WHAT THIS TASK INVOLVES: Write out all of the records below word for word, but leave the pictures out of your answer.

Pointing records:
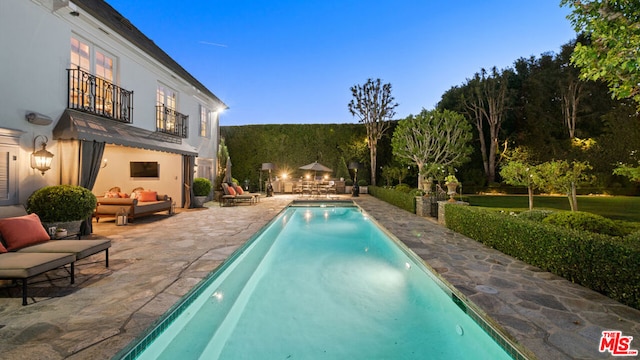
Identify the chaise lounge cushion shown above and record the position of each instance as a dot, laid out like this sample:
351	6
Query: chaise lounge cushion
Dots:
22	231
25	265
81	248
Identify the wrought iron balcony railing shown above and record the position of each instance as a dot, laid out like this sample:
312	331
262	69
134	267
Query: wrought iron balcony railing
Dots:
98	96
171	122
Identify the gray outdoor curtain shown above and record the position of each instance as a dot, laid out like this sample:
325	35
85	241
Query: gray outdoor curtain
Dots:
188	162
90	160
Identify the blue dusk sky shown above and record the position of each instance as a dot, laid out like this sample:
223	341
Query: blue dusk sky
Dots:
294	62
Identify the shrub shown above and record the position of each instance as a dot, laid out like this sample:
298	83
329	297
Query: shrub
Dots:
201	187
61	203
606	264
580	220
634	237
403	188
535	215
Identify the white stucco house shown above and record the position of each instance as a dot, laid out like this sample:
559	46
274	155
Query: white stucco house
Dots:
112	107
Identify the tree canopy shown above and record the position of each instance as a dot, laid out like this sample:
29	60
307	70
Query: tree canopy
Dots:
611	54
374	106
431	140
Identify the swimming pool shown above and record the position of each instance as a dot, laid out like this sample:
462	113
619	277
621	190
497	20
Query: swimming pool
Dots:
322	282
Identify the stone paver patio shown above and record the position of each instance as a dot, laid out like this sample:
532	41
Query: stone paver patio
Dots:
156	260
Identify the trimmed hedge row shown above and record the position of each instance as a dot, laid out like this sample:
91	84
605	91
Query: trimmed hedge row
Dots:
400	199
609	265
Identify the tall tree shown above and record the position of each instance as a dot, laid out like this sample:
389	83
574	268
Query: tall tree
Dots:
432	139
612	53
520	171
562	176
373	104
487	103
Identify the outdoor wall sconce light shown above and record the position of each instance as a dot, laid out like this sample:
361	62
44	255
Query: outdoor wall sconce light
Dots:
41	159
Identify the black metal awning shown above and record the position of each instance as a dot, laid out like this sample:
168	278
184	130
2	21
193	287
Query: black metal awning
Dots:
79	125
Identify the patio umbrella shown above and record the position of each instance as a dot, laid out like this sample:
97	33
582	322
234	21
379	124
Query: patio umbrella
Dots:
315	167
227	172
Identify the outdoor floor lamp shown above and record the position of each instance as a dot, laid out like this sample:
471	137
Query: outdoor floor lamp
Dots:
41	159
269	166
355	190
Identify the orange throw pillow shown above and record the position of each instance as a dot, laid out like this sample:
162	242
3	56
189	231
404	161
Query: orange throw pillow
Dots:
147	196
22	231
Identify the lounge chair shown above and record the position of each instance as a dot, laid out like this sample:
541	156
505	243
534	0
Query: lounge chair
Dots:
32	252
232	197
22	266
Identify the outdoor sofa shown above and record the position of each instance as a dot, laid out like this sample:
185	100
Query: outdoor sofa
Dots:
26	249
139	203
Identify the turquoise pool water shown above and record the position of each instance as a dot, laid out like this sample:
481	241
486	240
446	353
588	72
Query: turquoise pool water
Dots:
321	283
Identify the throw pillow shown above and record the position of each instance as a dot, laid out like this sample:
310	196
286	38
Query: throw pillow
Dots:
22	231
147	196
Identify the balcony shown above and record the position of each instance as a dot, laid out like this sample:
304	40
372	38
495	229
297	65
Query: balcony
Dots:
171	122
96	95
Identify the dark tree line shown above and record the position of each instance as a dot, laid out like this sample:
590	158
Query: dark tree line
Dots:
541	104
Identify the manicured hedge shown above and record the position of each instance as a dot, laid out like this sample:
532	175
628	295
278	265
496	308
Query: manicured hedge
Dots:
609	265
400	199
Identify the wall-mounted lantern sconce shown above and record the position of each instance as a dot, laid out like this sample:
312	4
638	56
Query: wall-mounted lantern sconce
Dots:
41	159
37	118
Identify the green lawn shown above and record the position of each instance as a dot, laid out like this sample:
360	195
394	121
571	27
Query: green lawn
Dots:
625	208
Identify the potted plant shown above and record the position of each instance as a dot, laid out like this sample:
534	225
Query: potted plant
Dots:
362	184
201	189
452	184
62	206
348	186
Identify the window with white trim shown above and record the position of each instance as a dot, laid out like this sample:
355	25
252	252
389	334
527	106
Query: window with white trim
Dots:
96	91
205	126
166	101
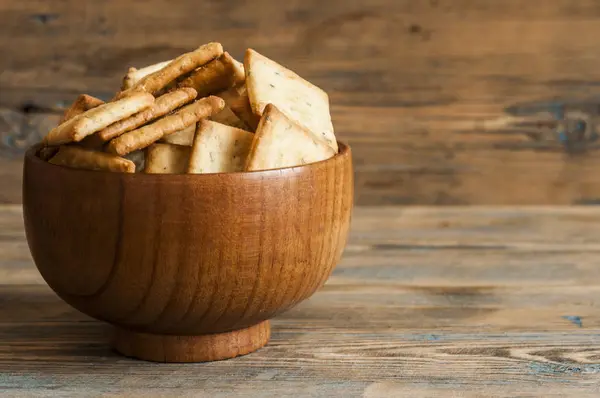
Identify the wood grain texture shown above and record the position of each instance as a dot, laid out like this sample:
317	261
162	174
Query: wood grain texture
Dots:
426	302
426	91
187	255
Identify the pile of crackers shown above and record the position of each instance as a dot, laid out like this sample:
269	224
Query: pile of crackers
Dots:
202	112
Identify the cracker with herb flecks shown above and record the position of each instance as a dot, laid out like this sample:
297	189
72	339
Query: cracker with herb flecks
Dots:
167	159
81	158
180	66
150	133
270	83
219	148
217	75
281	142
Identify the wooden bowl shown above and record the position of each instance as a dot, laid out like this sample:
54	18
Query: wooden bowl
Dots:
187	268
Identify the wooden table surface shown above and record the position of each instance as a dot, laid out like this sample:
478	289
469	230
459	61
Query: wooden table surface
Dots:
470	301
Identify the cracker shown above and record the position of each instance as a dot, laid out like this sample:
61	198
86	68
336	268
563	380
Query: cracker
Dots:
163	105
83	103
87	123
281	142
61	134
167	159
237	99
81	158
184	117
91	142
180	66
303	102
219	148
227	117
217	75
181	137
135	75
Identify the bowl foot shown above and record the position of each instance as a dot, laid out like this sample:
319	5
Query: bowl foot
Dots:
201	348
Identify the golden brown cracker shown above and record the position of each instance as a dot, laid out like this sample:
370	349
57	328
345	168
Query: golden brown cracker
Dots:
281	142
303	102
134	75
219	148
217	75
184	117
104	115
180	66
181	137
237	99
81	158
163	105
227	117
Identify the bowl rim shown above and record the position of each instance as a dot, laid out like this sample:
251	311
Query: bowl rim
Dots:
344	152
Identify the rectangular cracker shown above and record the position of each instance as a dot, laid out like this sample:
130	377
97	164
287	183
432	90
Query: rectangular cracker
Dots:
81	158
163	105
134	75
184	117
100	117
237	99
303	102
219	148
83	103
217	75
181	137
180	66
281	142
91	142
167	159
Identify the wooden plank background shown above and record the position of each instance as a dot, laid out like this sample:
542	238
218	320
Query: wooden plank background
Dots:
443	101
427	302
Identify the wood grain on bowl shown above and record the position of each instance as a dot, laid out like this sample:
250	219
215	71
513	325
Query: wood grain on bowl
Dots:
187	255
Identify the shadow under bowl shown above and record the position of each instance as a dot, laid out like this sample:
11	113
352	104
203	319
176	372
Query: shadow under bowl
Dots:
187	267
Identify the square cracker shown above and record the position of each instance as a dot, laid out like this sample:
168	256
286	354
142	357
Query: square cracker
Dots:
81	158
303	102
167	159
219	74
281	142
219	148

RESULT FOR THIS TASK:
Identify the chaise lounge cushion shown above and record the position of each instance as a dot, laid out like this sample:
351	6
Query: chaise lounge cushion
Dots:
22	231
25	265
81	248
Identify the wrought iron balcony railing shown above and record the position of each instance as a dot, laid out like this sample:
312	331
262	69
134	267
Query: wrought iron balcony railing
Dots:
98	96
171	122
Identify the gray outdoor curtain shown above and record the position of each instance as a dot, laid out like this sample:
325	35
85	241
Query: gray outdoor curtain
Dots:
188	162
90	160
Identify the blue dusk sky shown above and record the position of each instance as a dot, laid out like this sample:
223	341
Query: blue dusk sky
Dots:
294	62
Identify the shrub shown above and record the position of each instance as a dot, laid out like this sample:
298	83
329	297
Query: shrub
Dots:
201	187
61	203
606	264
580	220
634	237
403	188
535	215
Identify the white stucco house shown above and record the position of each instance as a dot, laid out like this sample:
559	46
274	155
Query: white stucco house
Dots:
112	107
Identify the tree canopy shown above and record the position of each instance as a dot, laid out like this sample:
29	60
307	70
Query: tree canopy
Dots:
611	54
374	106
431	140
Identify the swimming pool shown above and record the position of each instance as a dot, laid out like this sample:
462	113
619	277
621	190
497	20
Query: swimming pool
Dots:
322	282
Identify the stone paver patio shown above and record the position of each instance as a dot, laid out like this sample:
532	41
Query: stone paver patio
Dots:
156	260
Identify the trimmed hedge row shown above and record the position of each instance as a dot, laid out like this sample:
91	84
605	91
Query: trimmed hedge row
Dots:
400	199
609	265
Identify the tall tree shown above and record the position of each instance as a dot, laid out like this sample:
389	83
574	268
Query: tall tree
Dots:
432	139
612	53
520	171
562	176
373	104
487	103
Identify the outdoor wall sconce light shown above and record the position of each instance as a dot, laid out like this sample:
361	62
44	255
Query: outdoor wall sconce light
Dots:
41	159
Identify the black metal awning shown above and record the position of each instance as a dot, laid out like this sample:
168	278
184	130
2	21
193	287
Query: black metal awning
Dots:
79	125
Identify the patio umbrella shown above and record the position of each instance as a dot, laid out like this sample:
97	33
582	322
234	21
379	124
Query: patio umbrella
Dots:
315	167
227	172
Identify the outdoor floor lamp shown above and record the position of each instance as a dot, laid out like this sample:
471	137
Query: outdoor floor lamp
Dots:
41	159
269	166
355	190
Identify the orange throw pillow shown above and record the position of each instance as a dot, laid out like this sample:
162	242
3	56
189	231
404	161
Query: orange throw pillow
Dots:
147	196
22	231
Identify the lounge chair shown above and record the position of each instance as a dot, laid out like this sample:
541	156
505	243
534	0
Query: lounge chair
Dots:
32	252
232	197
22	266
Identify the outdoor sofa shown above and record the position of each instance as a dot, laid out like this sample:
185	100
Query: outdoor sofa
Dots:
26	249
139	203
Identify the turquoise pool water shown above and record the position of each instance as a dot, laid out like this sample:
481	241
486	240
446	353
588	72
Query: turquoise pool water
Dots:
321	283
Identify the throw pillow shown above and record the position of each instance as a dot, laid out like this sample:
310	196
286	38
Query: throw pillow
Dots:
22	231
147	196
Identify the balcony shown above and record the position of each instance as a dot, laid out like this sample:
304	40
372	38
495	229
297	65
Query: balcony
Dots:
171	122
96	95
Identify the dark tree line shown above and record the position of each instance as a dot, laid out like this sample:
590	158
Query: dark tree line
Dots:
541	104
Identify the manicured hedge shown above and record the position of each instance as a dot, laid out like this sample:
532	175
628	295
278	265
496	308
Query: manicured hedge
Dots:
609	265
400	199
Identify the wall-mounted lantern sconce shown above and record the position of each instance as a dot, laid out like this sample:
312	4
638	56
Query: wall-mounted lantern sconce
Dots:
41	159
37	118
Identify the green lawn shown above and record the position of each instance as a dot, laid out like this sample:
360	195
394	121
571	27
Query: green lawn
Dots:
625	208
Identify the potted plant shown above and record the position of each instance as a dot, laid out like this sample:
534	225
Query: potted plant
Dots:
362	184
201	189
452	184
62	206
348	186
Identify the window with white trim shown above and record the position of each instance as a dot, laid out like this sample:
355	25
252	252
389	334
527	106
Query: window with white trim
Dots:
96	91
205	126
166	101
Identify the wood grain texture shown above and record the position of each instance as a dot, laid out like this sample:
317	261
162	174
Query: wood grain texture
Dots:
426	302
426	91
187	255
Identify the pile of crackers shown above and record the position of each instance as a dot, laid out like this sample:
269	224
Query: pile of crackers
Dots:
202	112
Identify the cracker with herb flecks shown above and record the position of each instance as a dot, laid out like this sample:
297	189
72	339
Query: cracker with herb flecks
Dots:
167	159
81	158
180	66
150	133
270	83
219	148
217	75
281	142
Identify the wooden bowl shown above and record the position of each instance as a dot, laid out like this sample:
54	18
Query: wooden bowl
Dots:
187	268
Identify the wooden table surface shown above and record the position of each instance as a dot, laid out like this sample:
478	289
469	230
459	61
Query: wooden table surface
Dots:
470	301
Identify the cracker shown above and record the position of each instance as a dot, laid out like this sample:
61	198
86	68
336	268
563	380
Query: cracker
Dots:
163	105
83	103
87	123
281	142
61	134
167	159
237	99
81	158
184	117
91	142
180	66
303	102
219	148
227	117
217	75
181	137
135	75
Identify the bowl foot shown above and record the position of each instance as a dot, laid out like this sample:
319	5
Query: bowl foot
Dots:
201	348
Identify the golden brown cracker shown above and record the position of each instance as a dot, laid out like this sample:
370	349
57	328
345	168
Query: golden brown cracker
Dots:
281	142
303	102
134	75
219	148
217	75
184	117
104	115
180	66
181	137
237	99
81	158
163	105
227	117
Identify the bowl rim shown above and record the position of each instance as a dot, laid out like this sample:
251	311
Query: bowl rim
Dots:
344	152
Identify the rectangular cracker shown above and record the position of each instance as a dot, laid out like this sample:
130	377
97	164
287	183
432	90
Query: rectangular cracker
Dots:
81	158
163	105
134	75
184	117
100	117
237	99
303	102
219	148
83	103
217	75
181	137
180	66
281	142
91	142
167	159
Identify the wooden plank background shown above and record the position of each instance as a dot, laid out like this sample:
542	238
218	320
Query: wooden plank background
Dots:
443	101
427	302
Identify the wood grain on bowl shown above and record the position of each instance as a dot, laid out like this sample:
250	219
215	71
513	325
Query: wood grain on bowl
Dots:
187	255
Identify the shadow under bowl shown above and record the position of each instance as a dot, laid out like this sample:
11	113
352	104
203	319
176	372
Query: shadow under bowl
Dots:
187	267
Identify the square cracker shown above and record the position of each instance as a dot, laid out like this sample:
168	256
286	354
142	357
Query: square cracker
Dots:
81	158
303	102
167	159
219	74
281	142
219	148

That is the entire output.